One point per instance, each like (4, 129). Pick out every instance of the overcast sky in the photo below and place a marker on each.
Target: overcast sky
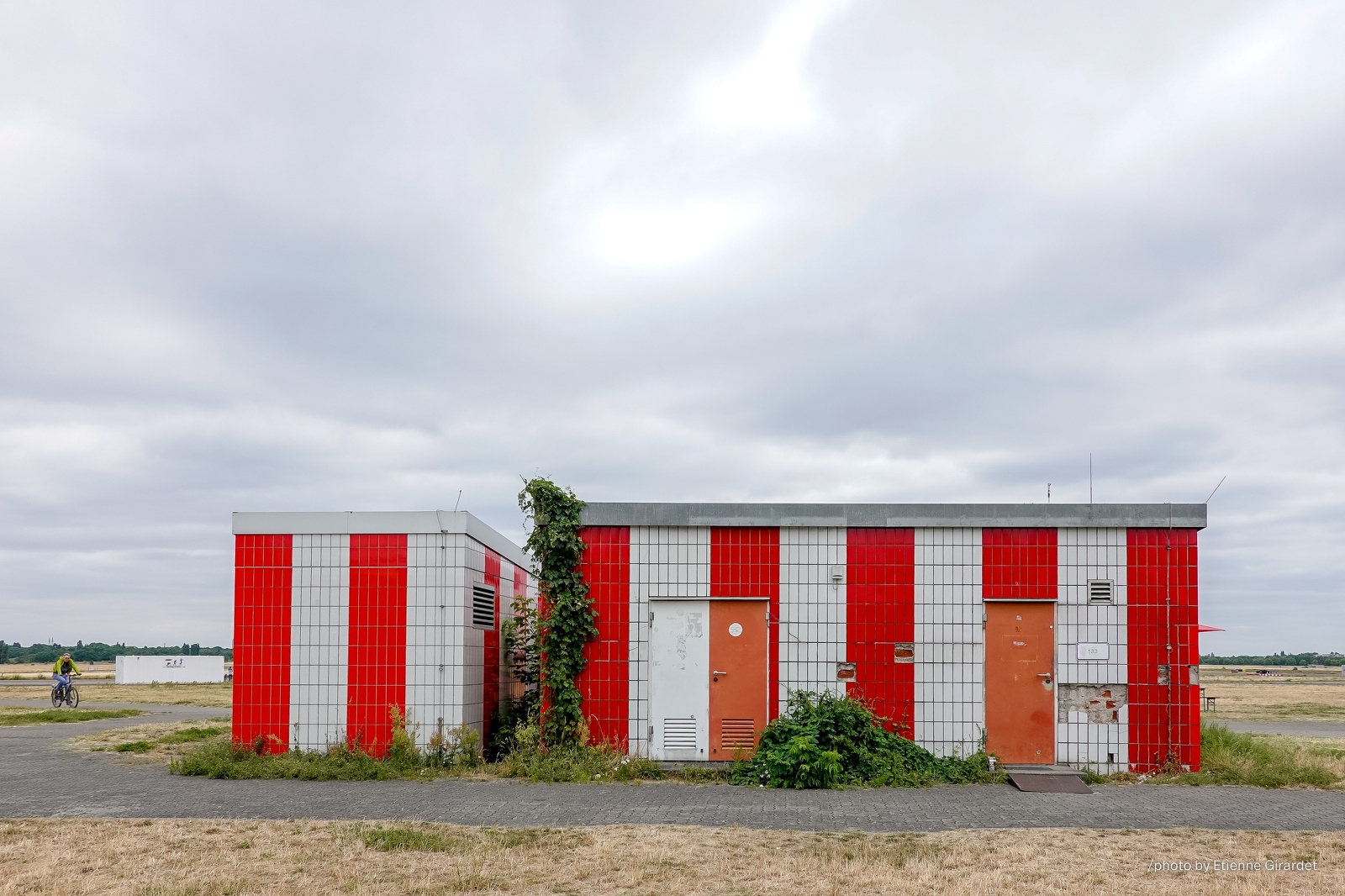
(361, 257)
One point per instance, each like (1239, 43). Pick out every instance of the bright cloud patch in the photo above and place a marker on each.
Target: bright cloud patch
(661, 237)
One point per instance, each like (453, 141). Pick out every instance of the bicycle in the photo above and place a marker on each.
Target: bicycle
(67, 694)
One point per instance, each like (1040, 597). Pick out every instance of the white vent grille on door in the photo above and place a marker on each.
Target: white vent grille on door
(678, 734)
(483, 606)
(1100, 591)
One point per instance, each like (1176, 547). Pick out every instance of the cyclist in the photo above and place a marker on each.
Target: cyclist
(62, 670)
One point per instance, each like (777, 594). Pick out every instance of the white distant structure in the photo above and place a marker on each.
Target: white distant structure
(179, 670)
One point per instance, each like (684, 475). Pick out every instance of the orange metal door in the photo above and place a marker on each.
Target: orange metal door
(1021, 681)
(737, 677)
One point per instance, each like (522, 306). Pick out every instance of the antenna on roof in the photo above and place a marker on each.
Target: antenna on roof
(1216, 488)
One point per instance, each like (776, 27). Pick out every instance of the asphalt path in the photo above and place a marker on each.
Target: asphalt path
(42, 777)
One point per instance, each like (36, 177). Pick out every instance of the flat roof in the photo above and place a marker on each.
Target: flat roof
(894, 515)
(343, 522)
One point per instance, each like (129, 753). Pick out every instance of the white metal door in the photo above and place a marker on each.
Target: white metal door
(679, 678)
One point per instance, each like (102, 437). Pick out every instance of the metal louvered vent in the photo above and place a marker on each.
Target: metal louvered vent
(678, 734)
(483, 606)
(737, 734)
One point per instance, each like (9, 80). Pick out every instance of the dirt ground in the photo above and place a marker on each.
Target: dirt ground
(1311, 694)
(161, 741)
(172, 694)
(217, 857)
(44, 670)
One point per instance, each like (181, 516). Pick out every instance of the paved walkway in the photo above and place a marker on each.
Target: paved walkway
(40, 775)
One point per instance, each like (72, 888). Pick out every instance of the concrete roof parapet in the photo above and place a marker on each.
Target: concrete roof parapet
(1147, 515)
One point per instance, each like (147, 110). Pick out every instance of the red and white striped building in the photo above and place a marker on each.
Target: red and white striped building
(1053, 633)
(1060, 633)
(340, 616)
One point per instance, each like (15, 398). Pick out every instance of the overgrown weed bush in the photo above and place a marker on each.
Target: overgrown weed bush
(571, 762)
(826, 741)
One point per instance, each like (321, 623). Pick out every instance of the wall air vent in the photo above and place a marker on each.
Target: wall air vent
(483, 606)
(678, 734)
(1102, 591)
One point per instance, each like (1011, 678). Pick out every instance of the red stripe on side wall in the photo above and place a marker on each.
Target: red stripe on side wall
(262, 580)
(1161, 620)
(881, 614)
(605, 678)
(491, 680)
(1019, 564)
(377, 678)
(746, 562)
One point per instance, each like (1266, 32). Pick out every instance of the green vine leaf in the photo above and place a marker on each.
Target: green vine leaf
(567, 619)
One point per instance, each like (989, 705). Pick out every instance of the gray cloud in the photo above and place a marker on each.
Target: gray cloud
(342, 257)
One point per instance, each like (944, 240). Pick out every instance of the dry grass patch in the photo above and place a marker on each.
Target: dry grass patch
(158, 743)
(214, 857)
(171, 694)
(45, 716)
(1304, 696)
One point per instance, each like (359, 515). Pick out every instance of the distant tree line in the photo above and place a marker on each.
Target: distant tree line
(100, 653)
(1277, 660)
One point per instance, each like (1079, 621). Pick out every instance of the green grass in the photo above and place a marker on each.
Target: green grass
(396, 840)
(45, 716)
(192, 735)
(573, 763)
(224, 761)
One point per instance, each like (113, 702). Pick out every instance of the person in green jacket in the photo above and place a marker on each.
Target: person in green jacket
(64, 669)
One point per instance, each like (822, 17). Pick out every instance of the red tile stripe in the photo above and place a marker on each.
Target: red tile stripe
(880, 614)
(746, 562)
(491, 680)
(1161, 611)
(1019, 564)
(262, 582)
(377, 678)
(604, 683)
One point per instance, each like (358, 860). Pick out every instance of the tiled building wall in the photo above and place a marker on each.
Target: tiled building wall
(1161, 614)
(880, 622)
(950, 640)
(923, 586)
(666, 561)
(813, 609)
(1093, 723)
(377, 647)
(605, 681)
(335, 631)
(262, 582)
(746, 562)
(319, 640)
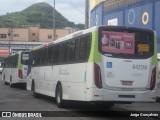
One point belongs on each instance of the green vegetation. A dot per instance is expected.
(37, 14)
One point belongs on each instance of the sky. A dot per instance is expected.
(73, 10)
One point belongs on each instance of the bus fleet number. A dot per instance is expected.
(139, 67)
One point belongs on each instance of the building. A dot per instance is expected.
(135, 13)
(18, 39)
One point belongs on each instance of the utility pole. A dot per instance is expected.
(54, 21)
(86, 14)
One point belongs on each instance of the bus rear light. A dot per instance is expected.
(153, 79)
(19, 73)
(97, 76)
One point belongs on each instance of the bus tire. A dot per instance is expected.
(59, 94)
(11, 84)
(33, 90)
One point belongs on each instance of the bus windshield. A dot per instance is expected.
(25, 58)
(127, 43)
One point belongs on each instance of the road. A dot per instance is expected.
(19, 99)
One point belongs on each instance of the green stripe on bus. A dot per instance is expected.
(154, 58)
(94, 54)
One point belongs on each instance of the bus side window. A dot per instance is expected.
(88, 47)
(76, 57)
(64, 52)
(56, 54)
(82, 48)
(71, 51)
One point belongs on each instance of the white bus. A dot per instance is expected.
(15, 68)
(101, 64)
(158, 78)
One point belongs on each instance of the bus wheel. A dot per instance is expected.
(33, 91)
(59, 100)
(11, 84)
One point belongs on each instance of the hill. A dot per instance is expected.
(37, 14)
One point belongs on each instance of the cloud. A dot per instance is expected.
(73, 10)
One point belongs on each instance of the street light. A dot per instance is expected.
(54, 20)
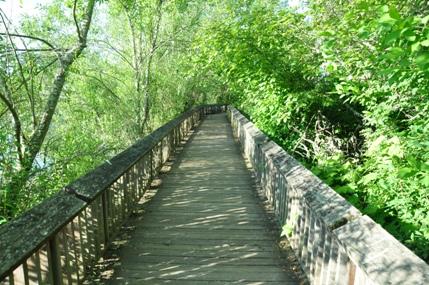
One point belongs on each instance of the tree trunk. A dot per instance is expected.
(35, 142)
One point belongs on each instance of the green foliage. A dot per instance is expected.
(344, 88)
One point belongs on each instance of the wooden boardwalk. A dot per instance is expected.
(206, 224)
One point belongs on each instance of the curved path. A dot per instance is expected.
(205, 225)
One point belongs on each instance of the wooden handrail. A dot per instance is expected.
(59, 240)
(334, 243)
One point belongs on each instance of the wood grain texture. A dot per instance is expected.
(206, 224)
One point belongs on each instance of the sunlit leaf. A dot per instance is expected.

· · · ·

Retype the whole listing exactly and leave the pictures out.

**ANSWER BELOW**
One point per instance, each like (4, 129). Pick out every instance of the overcast sky in the photo below and place a marker on each.
Target: overcast sky
(361, 257)
One point per instance, each like (1239, 43). Pick out every instance of the bright cloud patch in the photo above and place a marker on each.
Target: bright cloud patch
(661, 237)
One point per instance, each like (453, 141). Pick out every instance of the bicycle in the photo above and place a marker on each.
Target: bicycle
(67, 694)
One point per instance, each like (1040, 597). Pick out every instance of the white vent grille on door in the photo above and place a marker on each.
Target: white vent grille on door
(678, 734)
(483, 606)
(1100, 591)
One point per instance, each like (1176, 547). Pick out every instance of the cyclist in the photo above and place a marker on each.
Target: cyclist
(62, 670)
One point per instance, each like (777, 594). Pick out every instance of the white distant structure in the photo above and place a marker on each.
Target: white distant structure
(179, 670)
One point per instance, each like (684, 475). Pick out every instance of the orange metal door in the photo above and place a marker on each.
Target: orange metal door
(1021, 681)
(737, 677)
One point per instance, each like (522, 306). Pick out every instance of the antenna on roof in the photo above and place a marker on each.
Target: antenna on roof
(1216, 488)
One point per instance, each like (776, 27). Pick out every instance of the asphalt path in the photo above and place a marker on each.
Target: asphalt path
(42, 777)
One point per instance, each like (36, 177). Pick out every instance of the flat roof in the photo above and place a marker on each.
Target: flat roof
(894, 515)
(343, 522)
One point per instance, each like (129, 753). Pick out every instance of the white metal door in the photo above and place a marker on each.
Target: white metal door
(679, 678)
One point per instance, each like (102, 437). Pick out every instance of the metal louvered vent in the photo above and place a marker on each.
Target: metal louvered vent
(678, 734)
(483, 606)
(737, 734)
One point per instance, each like (9, 80). Pick out every instance of the dirt ground in the photo above and place a marker on each.
Target: dirt ground
(1311, 694)
(161, 741)
(172, 694)
(217, 857)
(44, 670)
One point per instance, each like (181, 516). Pick out every instance of the paved walkway in the photo above and place a marker on each.
Target: paved walkway
(40, 775)
One point per instance, each like (72, 888). Pick out every instance of the concrete roof parapet in the photo above and place a marker on each.
Target: concrete roof parapet
(1147, 515)
One point per instance, each like (147, 110). Pick out every instance of the red and white striped building in the photo above and place a marker on each.
Target: red and white striped building
(1053, 633)
(1060, 633)
(340, 616)
One point per instance, each like (15, 398). Pick out every instance of the overgrown weed bush in the photo above and place a marker on each.
Target: overgrown weed bush
(571, 762)
(826, 741)
One point per instance, each like (321, 623). Pick out every instance of the wall air vent in the photo above and place a marker on each.
Target: wall air vent
(483, 606)
(678, 734)
(1102, 591)
One point per instance, each like (1011, 678). Pick out every instance of the red stripe on side wall in the photo above and place a marker on each.
Target: red stripe on side wall
(262, 580)
(1161, 620)
(881, 614)
(605, 678)
(491, 680)
(1019, 564)
(377, 678)
(746, 562)
One point per instance, each like (1266, 32). Pick out every instance of the green vine leaf in the photo above and place a marker on each.
Target: green vine leaf
(567, 619)
One point per instance, each like (989, 705). Pick out every instance of the gray cloud in the photo above and place a marker on each.
Target: gray cloud
(342, 257)
One point per instance, each like (944, 240). Pick out every instance of the dry grass patch in the photo above and place a marker on each.
Target: dry grass patch
(158, 743)
(214, 857)
(171, 694)
(45, 716)
(1304, 696)
One point per instance, each like (359, 515). Pick out every instance of the distant tree line in the photo above and place a marker on each.
Target: distant tree line
(100, 653)
(1277, 660)
One point per instance, each like (1079, 621). Pick out every instance of the green grass in the photo above and place a marker on each.
Target: green grass
(396, 840)
(45, 716)
(192, 735)
(573, 763)
(224, 761)
One point per instance, each like (113, 702). Pick out every instance of the person in green jacket in the photo above and place a marker on each.
Target: person in green jacket
(64, 669)
One point per instance, each like (822, 17). Pick out every instance of the red tile stripe in the photo above and place a marker on each.
Target: red tile stripe
(880, 614)
(746, 562)
(491, 680)
(1161, 611)
(1019, 564)
(262, 582)
(377, 678)
(604, 683)
One point per instance, each like (358, 860). Pick out every instance of the tiled building wall in the photo above and place a marker on each.
Target: tiled building wall
(1161, 614)
(880, 622)
(950, 640)
(923, 586)
(666, 561)
(813, 609)
(1093, 723)
(377, 647)
(605, 681)
(335, 631)
(262, 582)
(746, 562)
(319, 640)
One point belongs on each instance of the green vegetation. A dot per instance is expected.
(37, 14)
One point belongs on each instance of the sky. A dot per instance is expected.
(73, 10)
One point belongs on each instance of the bus fleet number. A dot per instance is expected.
(139, 67)
One point belongs on each instance of the building. A dot per instance is expected.
(135, 13)
(18, 39)
One point belongs on each instance of the utility pole. A dot per instance is expected.
(54, 21)
(86, 14)
One point belongs on each instance of the bus rear light. A dot per instance is expected.
(153, 79)
(19, 73)
(97, 76)
One point belongs on each instance of the bus tire. A dot per instance is expected.
(59, 94)
(11, 84)
(33, 90)
One point belongs on each instance of the bus windshield. A dot per instance is expected.
(25, 58)
(127, 43)
One point belongs on each instance of the road. A dot per instance is expected.
(19, 99)
One point belongs on each instance of the green stripe on bus. A dot per instance is expected.
(154, 58)
(94, 54)
One point belongs on each instance of the bus side window. A dot per instance is expected.
(88, 47)
(76, 57)
(64, 52)
(56, 54)
(82, 48)
(71, 51)
One point belongs on each instance of the white bus. A dot per instance is expected.
(15, 68)
(101, 64)
(158, 78)
One point belongs on each instance of the bus wheel. A dot per instance is expected.
(33, 91)
(59, 100)
(11, 84)
One point belongs on each instance of the hill. A dot per instance is expected.
(37, 14)
One point belongs on each instance of the cloud. A dot per instance is expected.
(73, 10)
One point belongs on each instance of the street light. A dot per instance is expected.
(54, 20)
One point belongs on each instance of the tree trunk. A dot per instance is expected.
(35, 142)
One point belongs on each instance of the green foliage. A dot per instance is expected.
(344, 88)
One point belongs on each instance of the wooden boardwalk. A dot per instance is expected.
(206, 224)
One point belongs on each instance of the curved path. A dot per instance is expected.
(205, 225)
One point belongs on each instance of the wooden handrail. A dot per instance is expected.
(59, 240)
(334, 243)
One point belongs on each instance of the wood grain texture. A dot per instance is expected.
(206, 224)
One point belongs on each instance of the sunlit leaf. A dot per instance is expected.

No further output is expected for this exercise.